A friend of mine told the following story recently, ‘Many years ago (circa 1983/4) I visited the Aran Island of Inisheer (the smallest one). I was intrigued watching a man dismantling a stone wall to move a cow from one patch of land to another. In my towny ignorance I enquired, "Would it not save a lot of time to have a gate”.to which he replied, Sure what's your hurry?. I never forgot it. To that man, there was daylight and darkness. No rush needed with dismantling and rebuilding a stretch of wall.

When I heard that story visions of the west of Ireland flashed into my brain. I vividly remembered all the stone walls dividing fields and acting as boundaries along roadsides. Stone walls were part of rural Ireland since the ice age. We have the Burren in County Clare with all those limestone rock formations. Connemara is full of stone walls while we also see them in west and south Kerry.

I visited my granny’s ancestral home which was built with stone in prefamine times. The house and lands were sold but there was a preservation order stipulating that the original stone walls of the house and sheds had to be maintained. We had a family reunion there and it was an emotional tearful scene for the American, Canadian and English relations who visited here for the first time. Some of their ancestors had left these stone walls behind them in 1855 when they headed for Oregon. Cameras went into overdrive.

Post the 1845-1847 famine in Ireland a lot of Irish men emigrated to England and America, and they obtained employment in building and in particular stonework. My grandfather Daniel Callaghan was one of those people.He only stayed there for over and a year and came home to marry Nell O Connel in Ardfert.

I remember doing a tour of St Patricks Cathedral in New York, one of the city’s most iconic landmarks. It was built between 1858 and 1879 while the spires were completed in 1888. I was amazed that this proud edifice of the Catholic Church in America was funded and built by poor Irish immigrants. Many of them were skilled stone masons who had learned the trade at home in Ireland. It was a statement for them that Catholics had arrived in New York, and they were staying there where their monument for Irish Catholics was standing proudly and named after St Patrick, their patron saint.

Given information
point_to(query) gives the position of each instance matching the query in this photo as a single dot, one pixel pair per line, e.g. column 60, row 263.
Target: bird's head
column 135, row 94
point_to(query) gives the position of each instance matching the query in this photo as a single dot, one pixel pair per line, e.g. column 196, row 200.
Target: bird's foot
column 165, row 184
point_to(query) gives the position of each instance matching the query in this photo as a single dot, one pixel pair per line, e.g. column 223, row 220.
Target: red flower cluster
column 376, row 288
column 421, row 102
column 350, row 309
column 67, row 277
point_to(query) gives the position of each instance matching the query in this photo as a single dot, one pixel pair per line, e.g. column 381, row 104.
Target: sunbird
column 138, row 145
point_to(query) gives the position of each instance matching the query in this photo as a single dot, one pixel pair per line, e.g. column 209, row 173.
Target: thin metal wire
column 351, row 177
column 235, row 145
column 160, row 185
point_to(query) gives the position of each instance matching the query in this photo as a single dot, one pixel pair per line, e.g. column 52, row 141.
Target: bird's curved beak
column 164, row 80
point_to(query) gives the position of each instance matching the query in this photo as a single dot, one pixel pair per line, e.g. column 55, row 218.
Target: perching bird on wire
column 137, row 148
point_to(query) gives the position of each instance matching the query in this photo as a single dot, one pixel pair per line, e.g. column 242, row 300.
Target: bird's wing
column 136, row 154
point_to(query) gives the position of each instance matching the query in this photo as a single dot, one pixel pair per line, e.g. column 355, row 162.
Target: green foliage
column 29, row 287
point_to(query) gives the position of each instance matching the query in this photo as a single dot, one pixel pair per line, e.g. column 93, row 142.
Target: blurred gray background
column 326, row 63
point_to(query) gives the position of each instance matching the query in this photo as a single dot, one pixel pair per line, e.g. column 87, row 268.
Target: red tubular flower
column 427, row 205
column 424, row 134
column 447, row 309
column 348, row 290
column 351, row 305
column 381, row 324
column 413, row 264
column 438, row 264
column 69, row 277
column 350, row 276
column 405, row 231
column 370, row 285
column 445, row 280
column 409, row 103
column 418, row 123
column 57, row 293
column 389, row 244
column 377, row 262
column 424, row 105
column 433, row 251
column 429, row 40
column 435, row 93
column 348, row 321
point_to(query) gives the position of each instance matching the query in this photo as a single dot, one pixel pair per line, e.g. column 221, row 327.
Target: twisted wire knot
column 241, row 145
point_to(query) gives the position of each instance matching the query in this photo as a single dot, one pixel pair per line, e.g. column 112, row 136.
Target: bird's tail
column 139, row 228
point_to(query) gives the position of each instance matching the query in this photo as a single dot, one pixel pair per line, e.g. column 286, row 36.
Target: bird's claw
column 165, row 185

Your objective
Retype the stretch of the stone walls passage from "I remember doing" through "their patron saint.", copying every word unchanged. The records have no connection to the passage about Irish stone walls.

Response for this exercise
I remember doing a tour of St Patricks Cathedral in New York, one of the city’s most iconic landmarks. It was built between 1858 and 1879 while the spires were completed in 1888. I was amazed that this proud edifice of the Catholic Church in America was funded and built by poor Irish immigrants. Many of them were skilled stone masons who had learned the trade at home in Ireland. It was a statement for them that Catholics had arrived in New York, and they were staying there where their monument for Irish Catholics was standing proudly and named after St Patrick, their patron saint.